Output all of the entries below precisely as written.

==== THE DATA

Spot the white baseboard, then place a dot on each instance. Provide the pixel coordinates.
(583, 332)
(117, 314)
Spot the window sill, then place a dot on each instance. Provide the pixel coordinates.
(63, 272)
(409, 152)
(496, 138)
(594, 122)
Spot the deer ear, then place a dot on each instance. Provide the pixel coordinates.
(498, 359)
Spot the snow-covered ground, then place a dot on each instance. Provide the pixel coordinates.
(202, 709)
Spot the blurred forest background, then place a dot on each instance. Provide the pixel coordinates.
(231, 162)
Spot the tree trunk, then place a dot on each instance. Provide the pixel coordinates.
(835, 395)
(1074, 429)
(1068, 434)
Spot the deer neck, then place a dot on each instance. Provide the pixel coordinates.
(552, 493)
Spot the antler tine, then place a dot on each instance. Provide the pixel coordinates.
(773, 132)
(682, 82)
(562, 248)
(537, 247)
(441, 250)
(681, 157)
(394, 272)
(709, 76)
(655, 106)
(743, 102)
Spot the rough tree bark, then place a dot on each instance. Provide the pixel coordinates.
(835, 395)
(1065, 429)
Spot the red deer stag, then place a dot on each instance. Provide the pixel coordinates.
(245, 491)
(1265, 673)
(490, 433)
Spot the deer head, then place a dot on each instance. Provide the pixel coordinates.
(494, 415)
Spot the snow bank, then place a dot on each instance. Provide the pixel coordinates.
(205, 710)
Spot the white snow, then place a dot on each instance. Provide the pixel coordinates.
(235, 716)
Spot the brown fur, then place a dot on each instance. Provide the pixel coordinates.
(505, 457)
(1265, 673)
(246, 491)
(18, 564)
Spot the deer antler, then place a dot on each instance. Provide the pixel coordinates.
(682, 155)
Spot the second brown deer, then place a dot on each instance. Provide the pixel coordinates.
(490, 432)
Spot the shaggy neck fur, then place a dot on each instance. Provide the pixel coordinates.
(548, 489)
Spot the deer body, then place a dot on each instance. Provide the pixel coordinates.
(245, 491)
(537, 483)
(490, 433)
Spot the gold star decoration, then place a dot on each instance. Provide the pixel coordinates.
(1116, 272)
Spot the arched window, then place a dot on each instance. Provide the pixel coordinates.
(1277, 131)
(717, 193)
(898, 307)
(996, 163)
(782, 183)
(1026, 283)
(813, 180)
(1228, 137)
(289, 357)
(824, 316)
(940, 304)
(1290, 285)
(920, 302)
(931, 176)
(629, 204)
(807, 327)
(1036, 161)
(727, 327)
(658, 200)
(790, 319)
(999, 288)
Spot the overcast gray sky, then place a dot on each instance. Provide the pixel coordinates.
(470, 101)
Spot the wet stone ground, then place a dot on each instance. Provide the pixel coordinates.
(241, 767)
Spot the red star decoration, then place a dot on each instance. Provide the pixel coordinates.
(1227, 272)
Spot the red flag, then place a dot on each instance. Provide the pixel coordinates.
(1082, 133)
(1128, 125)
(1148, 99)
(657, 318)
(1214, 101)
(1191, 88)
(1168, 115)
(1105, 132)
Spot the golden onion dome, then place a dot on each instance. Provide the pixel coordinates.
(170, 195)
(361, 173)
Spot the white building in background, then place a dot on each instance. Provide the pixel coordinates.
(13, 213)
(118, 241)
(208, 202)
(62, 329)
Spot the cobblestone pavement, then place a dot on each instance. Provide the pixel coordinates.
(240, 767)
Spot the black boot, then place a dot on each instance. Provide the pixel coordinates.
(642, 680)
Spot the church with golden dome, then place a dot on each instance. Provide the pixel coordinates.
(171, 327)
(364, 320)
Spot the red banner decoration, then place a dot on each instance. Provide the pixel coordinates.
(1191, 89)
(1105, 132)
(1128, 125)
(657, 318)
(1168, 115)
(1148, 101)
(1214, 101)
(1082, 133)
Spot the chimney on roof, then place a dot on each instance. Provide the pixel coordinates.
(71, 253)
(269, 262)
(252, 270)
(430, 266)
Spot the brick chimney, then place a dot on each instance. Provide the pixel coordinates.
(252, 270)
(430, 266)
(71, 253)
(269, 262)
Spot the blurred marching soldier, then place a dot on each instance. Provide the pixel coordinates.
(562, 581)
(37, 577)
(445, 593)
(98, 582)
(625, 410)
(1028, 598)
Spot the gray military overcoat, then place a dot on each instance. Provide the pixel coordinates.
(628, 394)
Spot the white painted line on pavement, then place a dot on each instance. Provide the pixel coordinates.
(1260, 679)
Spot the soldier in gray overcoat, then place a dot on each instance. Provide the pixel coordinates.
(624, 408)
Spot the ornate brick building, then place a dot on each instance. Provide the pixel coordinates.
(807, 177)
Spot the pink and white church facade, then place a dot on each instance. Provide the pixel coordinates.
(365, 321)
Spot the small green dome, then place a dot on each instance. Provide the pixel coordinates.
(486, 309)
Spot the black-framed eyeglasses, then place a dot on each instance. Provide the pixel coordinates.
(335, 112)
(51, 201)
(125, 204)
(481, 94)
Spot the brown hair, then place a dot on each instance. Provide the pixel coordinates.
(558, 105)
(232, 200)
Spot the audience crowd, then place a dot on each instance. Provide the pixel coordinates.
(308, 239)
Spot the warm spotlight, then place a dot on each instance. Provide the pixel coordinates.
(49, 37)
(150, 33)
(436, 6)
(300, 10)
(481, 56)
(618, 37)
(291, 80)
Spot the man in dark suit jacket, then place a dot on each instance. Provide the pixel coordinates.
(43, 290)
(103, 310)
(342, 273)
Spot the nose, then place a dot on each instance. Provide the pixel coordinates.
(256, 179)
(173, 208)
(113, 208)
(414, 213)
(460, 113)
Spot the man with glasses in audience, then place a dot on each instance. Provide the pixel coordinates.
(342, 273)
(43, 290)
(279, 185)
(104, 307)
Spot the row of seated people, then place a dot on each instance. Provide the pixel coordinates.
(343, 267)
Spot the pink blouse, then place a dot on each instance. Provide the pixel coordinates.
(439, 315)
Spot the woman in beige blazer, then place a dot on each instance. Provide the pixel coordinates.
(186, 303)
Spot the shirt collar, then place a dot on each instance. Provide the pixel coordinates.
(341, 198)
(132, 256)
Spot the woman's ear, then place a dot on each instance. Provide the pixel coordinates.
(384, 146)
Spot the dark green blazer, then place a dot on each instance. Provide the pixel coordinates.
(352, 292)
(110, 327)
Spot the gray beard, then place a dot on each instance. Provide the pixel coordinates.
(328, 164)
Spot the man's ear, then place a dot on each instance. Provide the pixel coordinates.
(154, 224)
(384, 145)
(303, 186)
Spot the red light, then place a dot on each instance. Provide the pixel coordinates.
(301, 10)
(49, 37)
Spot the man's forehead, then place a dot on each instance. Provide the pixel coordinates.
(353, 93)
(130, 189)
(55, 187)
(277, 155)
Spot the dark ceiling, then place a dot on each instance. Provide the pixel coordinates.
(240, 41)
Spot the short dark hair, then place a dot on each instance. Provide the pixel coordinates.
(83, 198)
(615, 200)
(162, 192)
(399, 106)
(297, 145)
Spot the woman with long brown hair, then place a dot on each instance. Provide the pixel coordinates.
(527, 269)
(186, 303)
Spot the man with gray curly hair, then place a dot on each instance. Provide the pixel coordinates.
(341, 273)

========

## TASK RESULT
Spot the white baseboard, then place a dot on each instance. Provide the pixel coordinates.
(583, 332)
(117, 314)
Spot the window sill, then place a dot on each instance. Provide the pixel coordinates.
(63, 272)
(409, 152)
(496, 138)
(594, 122)
Spot the deer ear, then place a dot on each instance. Provide the pixel coordinates.
(498, 359)
Spot the snow-covered ground, then place a dot on each instance. Provide the pixel coordinates.
(202, 709)
Spot the blurred forest background, then place a dot on each instance. Provide the pixel coordinates.
(231, 162)
Spot the tree trunk, then place a dot on each instance. Provide the pixel coordinates.
(835, 395)
(1074, 429)
(1068, 434)
Spot the deer neck, then place a dot on each instance. Provide the pixel coordinates.
(552, 493)
Spot the antler tine, then place a dot on each instance. Provide the pixel coordinates.
(773, 132)
(682, 82)
(562, 248)
(537, 247)
(441, 250)
(681, 157)
(394, 272)
(709, 76)
(655, 106)
(743, 102)
Spot the rough tree bark, then place a dot on each instance. Provide the pixel coordinates.
(835, 395)
(1065, 429)
Spot the red deer stag, then place a dot on each instance. Provide the pixel coordinates.
(245, 491)
(1265, 673)
(490, 433)
Spot the deer head, then place a dot on each instance. Provide the pixel coordinates.
(494, 415)
Spot the snow bank, then place a dot on each instance. Provide the pixel coordinates.
(205, 710)
Spot the white snow, then place a dot on each instance. Provide the pixel coordinates.
(235, 716)
Spot the brown fur, then place a dot on each instance. Provide the pixel coordinates.
(505, 457)
(1265, 673)
(246, 491)
(18, 564)
Spot the deer antler, then place a dot on each instance. Provide the pixel coordinates.
(682, 155)
Spot the second brown deer, then place a dot on each instance. Provide the pixel coordinates.
(490, 432)
Spot the shaggy neck fur, then place a dot on each instance. Provide the pixel coordinates.
(548, 489)
Spot the deer body, then place a dot on each instance. Provide the pixel coordinates.
(245, 491)
(537, 483)
(490, 433)
Spot the gold star decoration, then place a dot on each instance. Provide the pixel coordinates.
(1116, 272)
Spot the arched window, then place a dot on each instance. Provide the pixel coordinates.
(1277, 131)
(717, 193)
(898, 307)
(996, 163)
(782, 183)
(1026, 283)
(813, 180)
(1228, 137)
(289, 357)
(824, 316)
(940, 304)
(1290, 285)
(920, 302)
(931, 176)
(629, 204)
(807, 327)
(1036, 161)
(727, 327)
(658, 200)
(790, 319)
(999, 288)
Spot the overcast gray sky, then place a dot on each instance. Provide the pixel coordinates.
(470, 101)
Spot the wet stone ground, then place a dot on each instance. Provide the pixel coordinates.
(241, 767)
Spot the red star decoration, then place a dot on each instance. Provide the pixel coordinates.
(1227, 272)
Spot the red flag, then place a dot on each instance. Provide the pixel coordinates.
(1082, 133)
(1128, 125)
(1148, 99)
(657, 318)
(1214, 101)
(1191, 88)
(1168, 115)
(1105, 132)
Spot the golden onion dome, then place a dot on each instance. Provide the pixel coordinates.
(170, 195)
(361, 173)
Spot the white building in background, then place a dot on each instance. Provide the pixel coordinates.
(13, 213)
(118, 241)
(208, 202)
(62, 329)
Spot the cobblestone pavement, then place a dot on each instance. Provide the pixel coordinates.
(240, 767)
Spot the black boot, then place a dot on each instance. Provide the pixel coordinates.
(642, 680)
Spot the church with golden dome, then place a dot on each instance. Provide the pixel coordinates.
(171, 327)
(364, 320)
Spot the red banner decoration, then place a dot on each instance. Provide the pixel coordinates.
(1191, 89)
(1105, 132)
(1128, 125)
(657, 318)
(1168, 115)
(1148, 101)
(1214, 101)
(1082, 133)
Spot the chimney on roof, then place a dot on each instance. Provide the pixel coordinates.
(71, 253)
(269, 262)
(252, 270)
(430, 266)
Spot the brick chimney, then place a dot on each instance. Provide the pixel coordinates.
(252, 270)
(430, 266)
(71, 253)
(269, 262)
Spot the blurred marching soldier, then place a dot on each instance. Provide the pixel coordinates.
(562, 581)
(37, 577)
(445, 593)
(98, 582)
(625, 410)
(1028, 598)
Spot the gray military overcoat, then place a dot on each instance. Provide the pixel coordinates.
(628, 394)
Spot the white painted line on pavement, then place a dot on each instance. Provide the pixel coordinates.
(1260, 679)
Spot the soldier in gray overcoat, then place a dot on each instance. Provide the pixel coordinates.
(624, 408)
Spot the ornate brick building, then place a dot on each instance. Provide the pixel coordinates.
(807, 177)
Spot the pink and white church facade, then place a dot on each instance. Provide the pixel coordinates.
(365, 321)
Spot the small green dome, then place a dot on each instance. Provide the pixel coordinates.
(486, 309)
Spot the black-framed eyeglasses, then place a dot on each instance. Provide the pixel coordinates.
(335, 112)
(51, 201)
(125, 204)
(481, 94)
Spot the brown hair, then place a dot on each instance. Provide the pixel coordinates.
(558, 105)
(232, 200)
Spot the audience crowd, then place a dot on each instance. Provide the pixel coordinates.
(308, 239)
Spot the warm spotlight, then place a dot on each instance. Provide the pixel coordinates.
(49, 37)
(150, 33)
(436, 6)
(300, 10)
(481, 56)
(618, 37)
(291, 80)
Spot the man in dark suit jacket, then place a dot on each instance. Provide the pixel coordinates.
(43, 290)
(103, 310)
(342, 273)
Spot the nose, then place a dot on each instance. Provide the pixel coordinates.
(256, 179)
(173, 208)
(113, 208)
(414, 213)
(460, 113)
Spot the man with glasses in audience, then place a dot on each instance. Provide the pixel coordinates.
(342, 273)
(43, 290)
(279, 185)
(104, 307)
Spot the row of seated people, then place a dot on each instance. Provide the pixel coordinates.
(343, 267)
Spot the pink blouse, then place a dot on each instance. Provide the pixel coordinates.
(439, 315)
Spot the woman in beige blazer, then place a dot on each instance. Provide the pixel coordinates.
(186, 303)
Spot the shirt collar, then place a dot on each instance. Provide the pixel coordinates.
(341, 198)
(132, 256)
Spot the woman's ear, then place a dot on each instance. Provide the pixel coordinates.
(384, 146)
Spot the dark green blazer, then place a dot on each instance. Provide the pixel coordinates.
(352, 292)
(110, 327)
Spot the gray beard, then place a dot on each instance. Provide the pixel coordinates.
(328, 164)
Spot the man's ear, then place a dot on each instance. Provide the pixel coordinates.
(154, 224)
(384, 145)
(303, 186)
Spot the red light, then place a dot on each instance. Provide the pixel coordinates.
(301, 10)
(49, 37)
Spot the man's forehead, then place a dot on each instance. Provide the pixel coordinates.
(353, 93)
(130, 189)
(55, 187)
(277, 155)
Spot the dark ceiling, then place a dot on each instance. Provide the pixel coordinates.
(240, 41)
Spot the short dark hair, then place a dot on each instance. Provide the pixel coordinates.
(83, 198)
(615, 200)
(162, 192)
(399, 106)
(297, 145)
Spot the woman with long brown hair, then place a dot on each instance. Provide the pixel coordinates.
(527, 269)
(186, 303)
Spot the man with gray curly hair, then place a dot on each instance. Provide the pixel coordinates.
(341, 273)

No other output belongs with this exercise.